**Assignment**.
In full and without changes, output the data.

Region pointing data:
════

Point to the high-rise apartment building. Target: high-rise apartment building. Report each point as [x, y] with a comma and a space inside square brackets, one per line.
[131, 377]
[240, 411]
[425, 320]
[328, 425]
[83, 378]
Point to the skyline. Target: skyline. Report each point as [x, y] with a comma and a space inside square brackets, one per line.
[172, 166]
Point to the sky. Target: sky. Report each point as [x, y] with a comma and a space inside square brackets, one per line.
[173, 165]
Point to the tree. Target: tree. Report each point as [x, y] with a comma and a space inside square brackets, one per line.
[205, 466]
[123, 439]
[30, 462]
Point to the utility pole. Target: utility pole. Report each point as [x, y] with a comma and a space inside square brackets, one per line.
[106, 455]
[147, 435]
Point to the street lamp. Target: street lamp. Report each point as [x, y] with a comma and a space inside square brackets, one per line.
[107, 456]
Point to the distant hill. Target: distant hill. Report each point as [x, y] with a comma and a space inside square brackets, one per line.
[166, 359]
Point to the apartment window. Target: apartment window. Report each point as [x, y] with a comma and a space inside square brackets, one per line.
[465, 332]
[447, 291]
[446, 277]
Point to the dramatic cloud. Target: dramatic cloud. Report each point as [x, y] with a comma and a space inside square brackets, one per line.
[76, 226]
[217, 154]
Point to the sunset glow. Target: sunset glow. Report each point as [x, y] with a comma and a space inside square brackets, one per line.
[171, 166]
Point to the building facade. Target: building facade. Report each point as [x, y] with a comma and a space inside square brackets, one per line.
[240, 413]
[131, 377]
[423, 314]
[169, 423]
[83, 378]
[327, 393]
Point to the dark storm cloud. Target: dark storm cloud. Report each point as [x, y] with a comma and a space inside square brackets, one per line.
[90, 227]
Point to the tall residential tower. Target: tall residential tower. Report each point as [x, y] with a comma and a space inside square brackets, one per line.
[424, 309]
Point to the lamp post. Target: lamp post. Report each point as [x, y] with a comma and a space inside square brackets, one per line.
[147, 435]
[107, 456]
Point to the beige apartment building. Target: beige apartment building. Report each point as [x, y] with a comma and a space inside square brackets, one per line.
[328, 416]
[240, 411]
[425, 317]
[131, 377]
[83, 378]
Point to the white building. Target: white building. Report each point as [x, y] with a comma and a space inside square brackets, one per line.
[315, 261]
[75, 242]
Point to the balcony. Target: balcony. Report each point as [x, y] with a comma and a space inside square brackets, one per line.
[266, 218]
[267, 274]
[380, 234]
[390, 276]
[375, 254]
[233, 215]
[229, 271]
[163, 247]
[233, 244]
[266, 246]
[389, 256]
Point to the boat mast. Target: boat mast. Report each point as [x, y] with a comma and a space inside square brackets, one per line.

════

**Expected output**.
Point to the high-rise apartment building. Target: high-rise apartment building. Report each point as [x, y] with a comma and a space inside square brackets, one per line.
[131, 377]
[240, 411]
[425, 320]
[328, 425]
[83, 378]
Point to the skyline. Target: skyline. Report each point as [x, y] with a comma and a space inside square brackets, one per line.
[172, 166]
Point to the sky. Target: sky. Report each point as [x, y] with a comma and a space inside square brackets, one per line.
[173, 165]
Point to the tree. Target: tree. Report each point as [x, y] with a comma and a space inside square brackets, one per line.
[205, 466]
[123, 439]
[30, 462]
Point to the utility pole. Target: utility pole. Report each point as [x, y] with a comma and a space inside square brackets, one per line.
[106, 455]
[147, 435]
Point to the street lamp. Target: street lamp. Report each point as [x, y] with a comma and a space inside square brackets, one per line.
[107, 456]
Point to the distant hill. Target: distant hill. Report each point as [x, y] with a comma and a space inside square brackets, one per line.
[166, 359]
Point to the apartment window. Target: apartment window. Report each point as [x, y] with a comma and a space inside square brackets, one per line.
[465, 332]
[447, 291]
[446, 277]
Point to the dramatic cloud. Target: dramatic cloud. Report each point as [x, y] with a comma and a space inside square brackets, one per line.
[76, 226]
[217, 154]
Point to the sunset glow. Target: sunset glow. Report each point as [x, y] with a comma and a space inside square brackets, one per line.
[171, 166]
Point to the building facade. Target: building facade. Report each point as [x, y] with a comma and a space inside square brackets, one per line.
[240, 413]
[131, 377]
[423, 314]
[169, 423]
[83, 378]
[327, 393]
Point to the dark storm cloud. Target: dark storm cloud. Report each point as [x, y] with a comma and a space inside square brackets, one per line.
[90, 227]
Point to the tall residential tower. Target: tall residential tower. Report each point as [x, y] with a comma and a space inside square brackets, one per line.
[424, 309]
Point to the lamp post. Target: lamp post. Report each point as [x, y] with a comma and a space inside square brackets, one per line.
[147, 435]
[107, 456]
Point to the beige apartment building. Target: beige apartment building. Report each point as [x, y] with a comma and a space inside square brackets, one per line.
[328, 416]
[240, 411]
[425, 317]
[131, 377]
[83, 378]
Point to the white building. Target: white building. Report each point as [x, y] with a comma and a space inside square brackets, one per line.
[315, 261]
[75, 242]
Point to the balcony. Target: balcony. Report each point as [x, y] with a comma and a space inside square brackets, one per line.
[266, 218]
[267, 274]
[380, 234]
[390, 276]
[375, 254]
[233, 215]
[229, 271]
[163, 247]
[233, 244]
[266, 246]
[389, 256]
Point to the boat mast. Target: boat mast. Report each point as [x, y] with a comma and a space inside square brackets, one per line.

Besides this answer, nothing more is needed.